Stored data entries:
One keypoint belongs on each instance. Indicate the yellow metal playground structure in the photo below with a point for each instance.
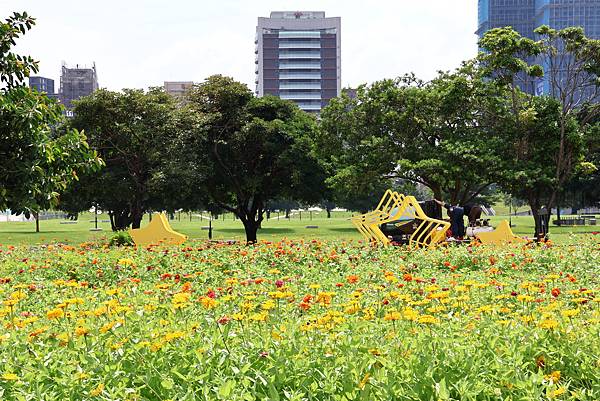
(424, 231)
(394, 206)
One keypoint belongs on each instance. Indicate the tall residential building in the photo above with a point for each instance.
(178, 88)
(298, 57)
(42, 84)
(77, 82)
(526, 15)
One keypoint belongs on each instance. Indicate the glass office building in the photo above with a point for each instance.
(298, 58)
(525, 15)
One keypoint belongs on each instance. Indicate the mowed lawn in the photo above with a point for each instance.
(338, 226)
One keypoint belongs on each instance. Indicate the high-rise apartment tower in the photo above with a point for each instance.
(77, 82)
(526, 15)
(298, 57)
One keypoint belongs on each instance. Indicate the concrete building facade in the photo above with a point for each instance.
(77, 82)
(298, 57)
(42, 84)
(178, 88)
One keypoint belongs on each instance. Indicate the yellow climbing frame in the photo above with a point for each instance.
(394, 206)
(157, 231)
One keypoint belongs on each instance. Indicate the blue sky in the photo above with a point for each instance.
(136, 44)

• _What you will do_
Exact repetition of each line above is expected; images are to be omitted.

• _Solution for this exercise_
One keypoint belongs on each instance. Indicate the yellow metal playground structure in the photo below with a point for each instance.
(424, 231)
(394, 206)
One keypoint belongs on each instance. Indicate the tall residential building in the photo above with a point for each instance.
(178, 88)
(298, 57)
(42, 84)
(77, 82)
(526, 15)
One keypoint belongs on each instance. Indicate the glass office building in the photo above with a point for each instance.
(298, 58)
(525, 15)
One keypoint belongs on each instance. Indicate the mowed lawn in the photo above with a point for each instance.
(338, 226)
One keypoint belongs on each instance. Indicate the high-rise apartment tower in the photo above with a point for each instance.
(77, 82)
(526, 15)
(298, 57)
One keypoint belongs on each instance. Indicate the concrete building facade in the photo above with a point for each instance.
(77, 82)
(298, 57)
(42, 84)
(178, 88)
One keypoint belongs on each instance. Indicate the yellow climbing frame in the photo above with a point for each instance.
(394, 206)
(157, 231)
One keypoint belongs on each instance. Indicate the blue sky in the photo above with a point for each instance.
(136, 44)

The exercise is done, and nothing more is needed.